Security frameworks show up on almost every cybersecurity job description. NIST CSF. ISO 27001. NIST 800-53. Whether you’re going for a SOC analyst role, a security engineer position, or a sysadmin job that’s shifting toward compliance work, there’s a good chance they’ll expect you to know at least one of them. Reading about these frameworks is one thing. Being able to say you built a lab that demonstrates them is a different conversation entirely.

So I built the lab.

This is Part 1 of a three-part series. By the end of Part 3, I’ll have a fully segmented SOC environment mapped to both ISO 27001 and NIST CSF 2.0 controls with real audit evidence to back it up.


The Lab Design

Everything runs on Citadel, my Proxmox node dedicated to security lab work. The specs aren’t impressive on paper but they’re enough for what we’re doing: Intel i5-10400, 32GB RAM, a 238GB NVMe for the OS and VM storage plus a 931GB HDD for larger disks. Proxmox 9.1.6.

The network segmentation was already partially in place from a previous NIST CSF lab. I kept the same bridge layout and rebuilt the VMs fresh on top of it.

Five VMs make up this lab:

VM Role IP Zone
pfsense Firewall + segmentation existing all zones
wazuh-siem Wazuh SIEM + dashboard 10.10.10.20 Management (vmbr1)
dc01 Windows Server 2022 AD 10.10.20.10 Corporate (vmbr2)

_DATA_
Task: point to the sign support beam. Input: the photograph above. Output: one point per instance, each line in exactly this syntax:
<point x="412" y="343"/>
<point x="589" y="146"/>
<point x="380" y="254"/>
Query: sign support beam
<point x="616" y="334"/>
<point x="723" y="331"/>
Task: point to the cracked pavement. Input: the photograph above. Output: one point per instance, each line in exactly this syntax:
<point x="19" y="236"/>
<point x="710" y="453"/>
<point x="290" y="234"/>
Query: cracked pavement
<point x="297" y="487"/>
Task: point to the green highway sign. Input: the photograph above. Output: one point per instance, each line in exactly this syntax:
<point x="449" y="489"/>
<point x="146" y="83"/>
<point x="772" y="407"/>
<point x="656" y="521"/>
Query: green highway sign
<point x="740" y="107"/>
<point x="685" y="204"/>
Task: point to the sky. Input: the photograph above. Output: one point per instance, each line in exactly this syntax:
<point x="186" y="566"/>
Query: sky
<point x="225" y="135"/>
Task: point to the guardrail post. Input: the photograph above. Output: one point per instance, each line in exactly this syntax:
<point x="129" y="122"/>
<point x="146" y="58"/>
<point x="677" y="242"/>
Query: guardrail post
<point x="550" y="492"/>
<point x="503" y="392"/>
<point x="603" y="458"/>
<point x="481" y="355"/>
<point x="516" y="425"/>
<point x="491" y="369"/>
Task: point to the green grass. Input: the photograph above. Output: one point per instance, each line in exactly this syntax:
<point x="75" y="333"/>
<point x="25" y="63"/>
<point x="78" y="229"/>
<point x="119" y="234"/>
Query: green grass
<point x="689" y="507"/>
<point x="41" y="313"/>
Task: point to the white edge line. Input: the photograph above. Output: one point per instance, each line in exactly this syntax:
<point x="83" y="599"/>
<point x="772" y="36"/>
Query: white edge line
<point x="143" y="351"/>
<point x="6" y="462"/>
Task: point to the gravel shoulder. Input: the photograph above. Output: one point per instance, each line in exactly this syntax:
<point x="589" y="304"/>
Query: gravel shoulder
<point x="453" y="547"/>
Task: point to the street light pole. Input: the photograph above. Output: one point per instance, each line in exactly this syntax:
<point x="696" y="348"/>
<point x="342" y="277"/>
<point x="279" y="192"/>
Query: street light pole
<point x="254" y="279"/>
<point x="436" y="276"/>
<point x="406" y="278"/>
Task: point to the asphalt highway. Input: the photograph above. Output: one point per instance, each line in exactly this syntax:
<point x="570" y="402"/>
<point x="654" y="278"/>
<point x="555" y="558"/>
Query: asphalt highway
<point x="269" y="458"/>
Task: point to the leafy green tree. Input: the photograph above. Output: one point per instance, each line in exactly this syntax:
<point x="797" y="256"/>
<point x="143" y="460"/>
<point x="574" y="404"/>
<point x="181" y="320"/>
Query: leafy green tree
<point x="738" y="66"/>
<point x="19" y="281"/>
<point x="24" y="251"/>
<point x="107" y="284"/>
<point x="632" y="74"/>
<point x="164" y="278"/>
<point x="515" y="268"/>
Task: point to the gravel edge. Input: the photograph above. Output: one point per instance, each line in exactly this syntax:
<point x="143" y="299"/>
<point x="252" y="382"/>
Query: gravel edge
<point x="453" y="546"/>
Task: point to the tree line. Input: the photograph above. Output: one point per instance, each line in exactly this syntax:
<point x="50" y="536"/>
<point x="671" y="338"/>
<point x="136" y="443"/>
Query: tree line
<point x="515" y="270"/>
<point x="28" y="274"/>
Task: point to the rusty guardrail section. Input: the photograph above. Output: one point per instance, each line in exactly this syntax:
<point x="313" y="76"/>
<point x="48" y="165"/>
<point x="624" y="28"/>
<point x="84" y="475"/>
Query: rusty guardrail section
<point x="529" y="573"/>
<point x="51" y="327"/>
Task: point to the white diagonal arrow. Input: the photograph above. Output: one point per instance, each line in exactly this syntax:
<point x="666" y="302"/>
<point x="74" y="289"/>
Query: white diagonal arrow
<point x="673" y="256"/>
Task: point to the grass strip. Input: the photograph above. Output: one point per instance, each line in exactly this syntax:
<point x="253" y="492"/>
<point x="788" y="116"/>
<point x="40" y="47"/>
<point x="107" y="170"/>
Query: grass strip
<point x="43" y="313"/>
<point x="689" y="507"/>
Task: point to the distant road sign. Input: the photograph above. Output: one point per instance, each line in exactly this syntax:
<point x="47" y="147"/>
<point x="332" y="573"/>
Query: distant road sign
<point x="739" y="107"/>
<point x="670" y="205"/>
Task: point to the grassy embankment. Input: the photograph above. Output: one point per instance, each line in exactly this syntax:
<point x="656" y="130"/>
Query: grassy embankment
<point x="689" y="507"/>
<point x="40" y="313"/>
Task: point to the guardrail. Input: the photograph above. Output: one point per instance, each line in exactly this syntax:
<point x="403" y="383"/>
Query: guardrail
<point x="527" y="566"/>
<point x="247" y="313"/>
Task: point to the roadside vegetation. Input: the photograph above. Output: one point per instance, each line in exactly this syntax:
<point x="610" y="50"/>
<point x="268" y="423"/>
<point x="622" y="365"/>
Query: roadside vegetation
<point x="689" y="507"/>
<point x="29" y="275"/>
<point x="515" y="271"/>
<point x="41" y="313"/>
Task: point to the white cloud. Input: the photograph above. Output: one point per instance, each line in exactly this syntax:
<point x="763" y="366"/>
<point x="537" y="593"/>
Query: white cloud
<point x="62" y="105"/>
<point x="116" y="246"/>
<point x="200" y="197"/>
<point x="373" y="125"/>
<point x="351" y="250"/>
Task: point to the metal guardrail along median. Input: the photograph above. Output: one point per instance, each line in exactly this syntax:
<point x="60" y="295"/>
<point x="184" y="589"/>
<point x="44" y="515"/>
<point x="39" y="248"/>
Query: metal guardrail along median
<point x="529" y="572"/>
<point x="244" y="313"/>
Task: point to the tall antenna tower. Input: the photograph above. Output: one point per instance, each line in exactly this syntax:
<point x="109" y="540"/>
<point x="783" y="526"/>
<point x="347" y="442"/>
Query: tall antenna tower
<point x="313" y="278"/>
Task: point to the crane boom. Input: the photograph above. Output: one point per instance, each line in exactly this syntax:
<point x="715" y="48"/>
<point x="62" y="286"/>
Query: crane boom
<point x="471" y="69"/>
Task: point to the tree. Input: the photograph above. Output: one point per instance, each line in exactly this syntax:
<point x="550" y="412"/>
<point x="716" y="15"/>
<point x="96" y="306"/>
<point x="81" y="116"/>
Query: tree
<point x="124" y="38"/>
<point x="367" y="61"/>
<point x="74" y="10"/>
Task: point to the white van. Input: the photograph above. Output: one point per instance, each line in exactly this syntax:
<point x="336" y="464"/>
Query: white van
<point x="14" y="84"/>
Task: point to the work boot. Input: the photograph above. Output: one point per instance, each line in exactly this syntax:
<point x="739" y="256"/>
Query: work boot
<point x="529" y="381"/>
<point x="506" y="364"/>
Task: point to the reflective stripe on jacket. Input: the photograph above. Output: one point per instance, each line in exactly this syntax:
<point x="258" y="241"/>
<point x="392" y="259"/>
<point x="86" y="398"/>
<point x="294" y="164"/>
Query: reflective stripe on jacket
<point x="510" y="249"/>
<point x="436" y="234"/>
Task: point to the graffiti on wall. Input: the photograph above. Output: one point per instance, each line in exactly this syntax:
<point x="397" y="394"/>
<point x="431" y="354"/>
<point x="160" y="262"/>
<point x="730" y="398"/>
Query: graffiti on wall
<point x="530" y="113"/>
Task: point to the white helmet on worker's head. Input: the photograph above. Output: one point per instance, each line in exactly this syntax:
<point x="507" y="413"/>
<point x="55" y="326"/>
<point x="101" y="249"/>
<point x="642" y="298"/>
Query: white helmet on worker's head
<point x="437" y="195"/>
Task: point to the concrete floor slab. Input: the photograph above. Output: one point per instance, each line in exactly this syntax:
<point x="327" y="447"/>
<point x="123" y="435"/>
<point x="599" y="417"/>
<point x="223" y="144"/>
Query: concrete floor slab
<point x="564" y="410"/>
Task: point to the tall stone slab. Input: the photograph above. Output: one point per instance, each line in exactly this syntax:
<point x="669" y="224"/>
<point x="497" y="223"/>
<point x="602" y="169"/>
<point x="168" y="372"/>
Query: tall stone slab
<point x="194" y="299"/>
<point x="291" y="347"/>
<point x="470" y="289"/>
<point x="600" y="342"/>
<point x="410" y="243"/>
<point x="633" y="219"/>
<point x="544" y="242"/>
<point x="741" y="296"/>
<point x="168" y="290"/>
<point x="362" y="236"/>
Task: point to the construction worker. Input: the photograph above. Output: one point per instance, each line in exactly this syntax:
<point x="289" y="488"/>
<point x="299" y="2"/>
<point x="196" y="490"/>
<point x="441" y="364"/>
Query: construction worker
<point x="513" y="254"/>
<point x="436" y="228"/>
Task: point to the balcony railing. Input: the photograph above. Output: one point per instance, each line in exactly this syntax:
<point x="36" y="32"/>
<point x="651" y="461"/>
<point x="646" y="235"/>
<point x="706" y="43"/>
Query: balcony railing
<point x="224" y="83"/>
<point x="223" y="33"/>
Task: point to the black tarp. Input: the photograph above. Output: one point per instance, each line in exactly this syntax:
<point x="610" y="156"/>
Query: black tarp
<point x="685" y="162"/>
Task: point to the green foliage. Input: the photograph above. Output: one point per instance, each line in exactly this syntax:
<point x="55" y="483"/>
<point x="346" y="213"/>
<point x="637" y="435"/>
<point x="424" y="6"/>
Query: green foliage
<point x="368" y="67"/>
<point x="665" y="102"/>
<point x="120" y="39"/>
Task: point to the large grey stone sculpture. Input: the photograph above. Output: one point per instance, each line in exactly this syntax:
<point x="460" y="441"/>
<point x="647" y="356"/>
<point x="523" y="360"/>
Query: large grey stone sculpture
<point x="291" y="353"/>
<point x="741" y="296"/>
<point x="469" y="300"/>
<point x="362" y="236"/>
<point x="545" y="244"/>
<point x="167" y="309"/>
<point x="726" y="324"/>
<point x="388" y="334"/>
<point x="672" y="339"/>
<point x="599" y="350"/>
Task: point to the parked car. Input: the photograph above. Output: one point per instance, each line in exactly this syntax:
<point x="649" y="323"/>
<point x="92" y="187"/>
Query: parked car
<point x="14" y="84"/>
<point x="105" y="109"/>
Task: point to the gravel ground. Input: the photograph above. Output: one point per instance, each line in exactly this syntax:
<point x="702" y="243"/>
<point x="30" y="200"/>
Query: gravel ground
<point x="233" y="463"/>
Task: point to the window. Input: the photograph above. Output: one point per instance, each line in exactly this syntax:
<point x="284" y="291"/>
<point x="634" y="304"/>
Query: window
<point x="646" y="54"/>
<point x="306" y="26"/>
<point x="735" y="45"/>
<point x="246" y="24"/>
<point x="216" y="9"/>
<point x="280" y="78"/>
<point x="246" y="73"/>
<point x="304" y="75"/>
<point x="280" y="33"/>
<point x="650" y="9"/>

_TASKS TO COMPLETE_
1. Which passage of the security lab write-up begins with the words containing "The Lab Design" and ends with "10.10.10.20 Management (vmbr1)"? Extract it word for word.
2. Which job roles does the security lab write-up mention in its opening paragraph?

_RESULTS OF THE TASKS_
1.
The Lab Design

Everything runs on Citadel, my Proxmox node dedicated to security lab work. The specs aren’t impressive on paper but they’re enough for what we’re doing: Intel i5-10400, 32GB RAM, a 238GB NVMe for the OS and VM storage plus a 931GB HDD for larger disks. Proxmox 9.1.6.

The network segmentation was already partially in place from a previous NIST CSF lab. I kept the same bridge layout and rebuilt the VMs fresh on top of it.

Five VMs make up this lab:

VM Role IP Zone
pfsense Firewall + segmentation existing all zones
wazuh-siem Wazuh SIEM + dashboard 10.10.10.20 Management (vmbr1)

2.
- SOC analyst
- Security engineer
- Sysadmin